• PASSAGE GIVEN
#####

The following example shows a typical LOAD_MDW_SBR record.

LOAD_MDW_SBR record example

Data Aggregation

Tables in the MDW contain source data at the same granularity as the source system. Required data aggregation is carried out at run time by the business intelligence tool. This allows for better control of aggregation strategies by the business intelligence tool, because aggregation requirements vary from customer to customer.

MDW Dimensions

Dimension tables contain surrogate keys as the primary key and are a single column key containing only the surrogate key column. Surrogate keys usually have _SID (surrogate ID) appended to the field name. Dimension tables retain source system business key fields as non-key attribute columns in the dimension table. However, they are not used for joins with fact tables. For example, in the Customer dimension, the original business key field CUST_ID is retained, if it exists in the source table, but is no longer included in the dimension key. The SetID is also retained, if it exists in the source table, as a non-key attribute; the value contained in the SetID is the same as in the source system.

If a dimension is SetID-based, the MDW table contains the source SetID and the performance (PF) SetID, which is named SETID.

If a dimension contains a description text field, a related language table is often defined for this dimension. The ETL process populates this table if a customer requires multilanguage processing. The key for this table is the surrogate key ID, plus the language code field, LANGUAGE_CD, which contains the code for the additional language.

#####

• YOUR TASK
Please output, word for word, the part of the MDW passage that opens with the words containing "LOAD_MDW_SBR record example" and closes with "customer to customer.". The lines that come next have no role in any of this.

#####

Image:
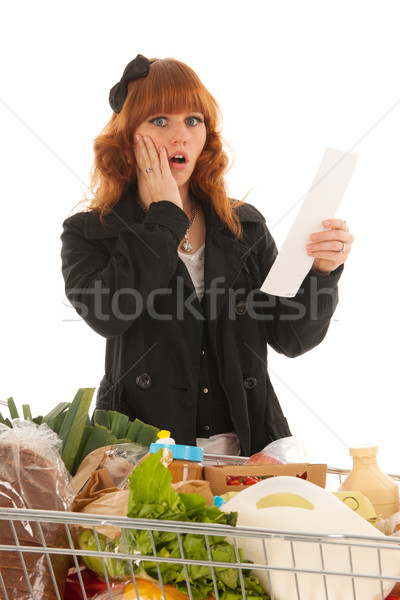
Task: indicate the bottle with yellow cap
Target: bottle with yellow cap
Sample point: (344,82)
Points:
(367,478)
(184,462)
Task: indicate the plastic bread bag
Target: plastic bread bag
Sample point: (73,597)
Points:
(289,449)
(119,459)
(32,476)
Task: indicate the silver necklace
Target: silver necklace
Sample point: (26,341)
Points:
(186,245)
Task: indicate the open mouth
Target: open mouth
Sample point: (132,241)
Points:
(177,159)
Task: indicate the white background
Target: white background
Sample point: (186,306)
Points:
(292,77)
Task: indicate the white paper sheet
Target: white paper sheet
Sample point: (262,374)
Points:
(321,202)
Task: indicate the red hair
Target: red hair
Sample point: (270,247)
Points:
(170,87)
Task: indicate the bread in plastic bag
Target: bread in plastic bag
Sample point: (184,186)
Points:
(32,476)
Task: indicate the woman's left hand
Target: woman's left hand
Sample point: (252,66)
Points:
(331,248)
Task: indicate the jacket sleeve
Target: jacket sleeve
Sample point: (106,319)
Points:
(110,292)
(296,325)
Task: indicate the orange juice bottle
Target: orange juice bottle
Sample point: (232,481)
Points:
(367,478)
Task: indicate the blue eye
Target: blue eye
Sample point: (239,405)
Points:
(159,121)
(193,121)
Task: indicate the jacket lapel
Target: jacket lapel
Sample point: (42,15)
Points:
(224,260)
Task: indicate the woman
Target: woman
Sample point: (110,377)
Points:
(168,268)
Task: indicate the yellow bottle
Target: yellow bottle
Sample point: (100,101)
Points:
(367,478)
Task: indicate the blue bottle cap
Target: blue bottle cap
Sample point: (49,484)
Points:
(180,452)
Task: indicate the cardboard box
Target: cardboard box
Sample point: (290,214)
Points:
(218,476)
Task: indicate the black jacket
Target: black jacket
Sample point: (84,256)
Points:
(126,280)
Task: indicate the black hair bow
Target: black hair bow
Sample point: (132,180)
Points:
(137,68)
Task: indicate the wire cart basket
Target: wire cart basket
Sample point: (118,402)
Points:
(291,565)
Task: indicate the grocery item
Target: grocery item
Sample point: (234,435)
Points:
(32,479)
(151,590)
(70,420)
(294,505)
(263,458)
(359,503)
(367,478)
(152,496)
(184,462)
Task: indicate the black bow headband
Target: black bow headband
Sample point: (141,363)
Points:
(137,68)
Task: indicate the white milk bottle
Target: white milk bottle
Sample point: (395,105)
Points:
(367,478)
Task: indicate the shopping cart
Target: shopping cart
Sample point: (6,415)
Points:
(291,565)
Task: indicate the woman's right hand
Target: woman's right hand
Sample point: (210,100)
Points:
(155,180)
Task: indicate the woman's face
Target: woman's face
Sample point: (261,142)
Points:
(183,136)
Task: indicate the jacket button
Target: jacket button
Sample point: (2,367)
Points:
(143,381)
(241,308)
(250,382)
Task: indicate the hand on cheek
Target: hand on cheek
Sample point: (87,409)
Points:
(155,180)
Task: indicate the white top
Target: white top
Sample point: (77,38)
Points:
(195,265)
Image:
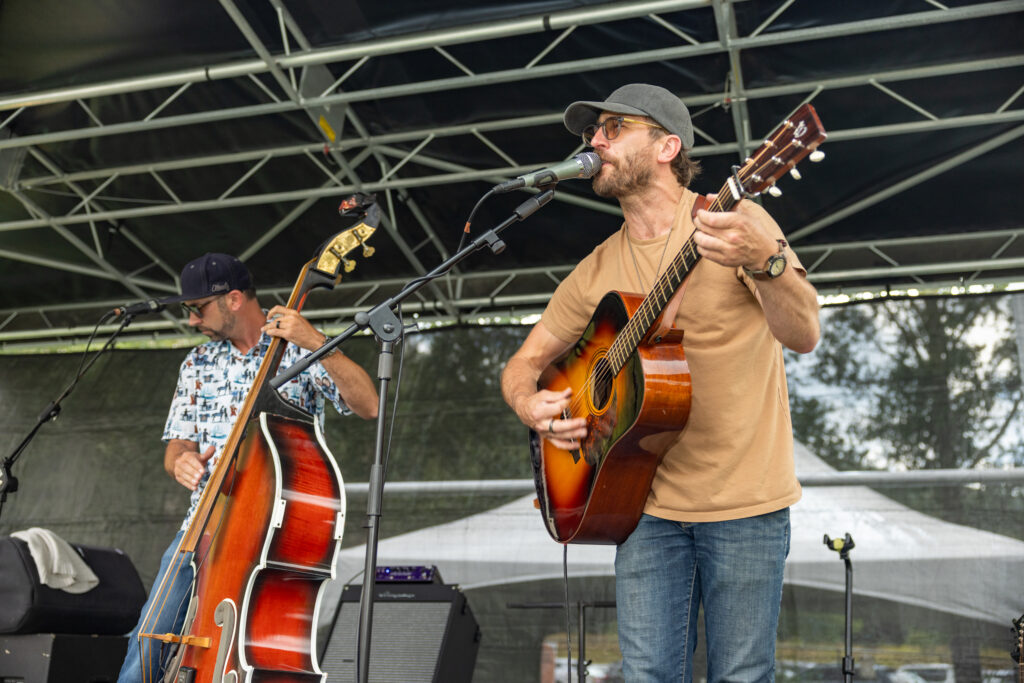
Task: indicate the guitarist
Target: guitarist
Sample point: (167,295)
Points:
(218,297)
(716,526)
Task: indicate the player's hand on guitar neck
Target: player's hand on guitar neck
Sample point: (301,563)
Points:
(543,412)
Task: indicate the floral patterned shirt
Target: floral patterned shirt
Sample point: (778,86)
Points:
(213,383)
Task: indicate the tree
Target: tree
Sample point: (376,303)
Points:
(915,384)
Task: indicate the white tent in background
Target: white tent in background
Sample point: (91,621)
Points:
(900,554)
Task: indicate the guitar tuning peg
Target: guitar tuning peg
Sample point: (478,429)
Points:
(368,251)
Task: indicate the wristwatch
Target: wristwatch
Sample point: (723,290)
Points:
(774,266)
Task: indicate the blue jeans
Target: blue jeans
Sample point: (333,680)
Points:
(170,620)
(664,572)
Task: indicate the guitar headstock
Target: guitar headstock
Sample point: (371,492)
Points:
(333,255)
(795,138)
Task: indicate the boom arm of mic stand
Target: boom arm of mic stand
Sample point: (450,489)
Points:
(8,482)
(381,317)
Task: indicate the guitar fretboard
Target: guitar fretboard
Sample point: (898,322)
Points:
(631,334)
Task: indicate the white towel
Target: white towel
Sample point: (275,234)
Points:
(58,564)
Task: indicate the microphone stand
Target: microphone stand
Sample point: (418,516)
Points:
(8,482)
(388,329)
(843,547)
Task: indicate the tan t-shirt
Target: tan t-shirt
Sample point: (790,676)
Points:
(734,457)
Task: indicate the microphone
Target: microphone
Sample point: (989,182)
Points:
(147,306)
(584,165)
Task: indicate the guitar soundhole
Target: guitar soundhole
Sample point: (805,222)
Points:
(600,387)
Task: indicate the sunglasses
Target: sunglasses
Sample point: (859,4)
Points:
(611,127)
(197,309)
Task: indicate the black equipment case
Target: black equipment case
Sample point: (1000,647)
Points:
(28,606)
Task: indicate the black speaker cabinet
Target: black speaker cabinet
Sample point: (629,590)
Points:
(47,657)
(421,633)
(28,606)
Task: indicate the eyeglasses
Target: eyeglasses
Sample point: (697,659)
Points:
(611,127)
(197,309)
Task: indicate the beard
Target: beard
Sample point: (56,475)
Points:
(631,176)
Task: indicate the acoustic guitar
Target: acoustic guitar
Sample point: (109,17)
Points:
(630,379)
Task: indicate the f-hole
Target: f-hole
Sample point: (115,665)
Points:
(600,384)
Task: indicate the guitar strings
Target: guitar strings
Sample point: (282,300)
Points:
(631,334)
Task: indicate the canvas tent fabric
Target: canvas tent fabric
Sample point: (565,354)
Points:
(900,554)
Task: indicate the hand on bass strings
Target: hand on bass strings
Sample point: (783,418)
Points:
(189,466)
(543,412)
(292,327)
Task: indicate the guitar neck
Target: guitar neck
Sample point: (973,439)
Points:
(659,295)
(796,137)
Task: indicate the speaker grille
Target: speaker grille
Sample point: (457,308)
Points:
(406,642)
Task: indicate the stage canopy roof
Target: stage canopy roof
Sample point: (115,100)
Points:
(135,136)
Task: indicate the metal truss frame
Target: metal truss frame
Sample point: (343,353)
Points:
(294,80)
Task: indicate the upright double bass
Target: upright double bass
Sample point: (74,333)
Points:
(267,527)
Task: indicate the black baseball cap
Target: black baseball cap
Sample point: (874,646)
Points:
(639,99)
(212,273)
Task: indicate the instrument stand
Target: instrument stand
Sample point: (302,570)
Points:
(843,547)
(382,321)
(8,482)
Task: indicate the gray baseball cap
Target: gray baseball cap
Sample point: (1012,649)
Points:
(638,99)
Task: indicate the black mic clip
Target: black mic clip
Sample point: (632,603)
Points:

#####

• WRITTEN ANSWER
LOAD_MDW_SBR record example

Data Aggregation

Tables in the MDW contain source data at the same granularity as the source system. Required data aggregation is carried out at run time by the business intelligence tool. This allows for better control of aggregation strategies by the business intelligence tool, because aggregation requirements vary from customer to customer.